#### Work instructions
Add 56 to every coordinate in the answers, and write out the records below from their start through the line containing "point(402, 308)", inclusive, keeping the requests as they appear.

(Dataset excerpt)
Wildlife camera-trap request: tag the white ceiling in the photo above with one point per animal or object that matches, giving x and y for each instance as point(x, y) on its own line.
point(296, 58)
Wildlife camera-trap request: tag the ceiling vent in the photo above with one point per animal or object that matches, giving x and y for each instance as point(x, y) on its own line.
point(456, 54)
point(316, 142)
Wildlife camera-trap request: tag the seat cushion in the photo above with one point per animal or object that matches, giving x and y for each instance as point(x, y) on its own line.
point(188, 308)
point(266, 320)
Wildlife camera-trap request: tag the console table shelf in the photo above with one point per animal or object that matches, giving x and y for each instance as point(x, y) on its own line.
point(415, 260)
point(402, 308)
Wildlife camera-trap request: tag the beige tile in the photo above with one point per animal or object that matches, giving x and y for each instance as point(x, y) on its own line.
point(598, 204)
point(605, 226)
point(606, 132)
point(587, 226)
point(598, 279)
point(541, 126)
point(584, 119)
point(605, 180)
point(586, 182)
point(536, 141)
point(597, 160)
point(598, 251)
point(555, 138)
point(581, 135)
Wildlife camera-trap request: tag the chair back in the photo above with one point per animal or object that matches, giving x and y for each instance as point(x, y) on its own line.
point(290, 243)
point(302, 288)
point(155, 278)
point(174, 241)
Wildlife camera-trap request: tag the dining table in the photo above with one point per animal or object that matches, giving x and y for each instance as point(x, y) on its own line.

#### Result
Wildlife camera-trap request: tag the white ceiling in the photo above with one point per animal or object that matches, giving x and y for each instance as point(x, y) on its own line.
point(352, 114)
Wildlife camera-trap request: tag the ceiling vent in the photo above with one point per animal or object that matches, giving x and y for each instance as point(x, y) on its own line.
point(512, 110)
point(372, 198)
Wildlife camera-trap request: tag the seat cushion in the photo above with one point per animal or object that matches, giving x and y for each instance as point(x, y) on its own line.
point(244, 364)
point(322, 376)
Wildlife camera-trap request: tag the console table shelf in the photo above with one point per animal or object that matches, giving x and y for each instance as point(x, y) on its own line.
point(471, 316)
point(458, 364)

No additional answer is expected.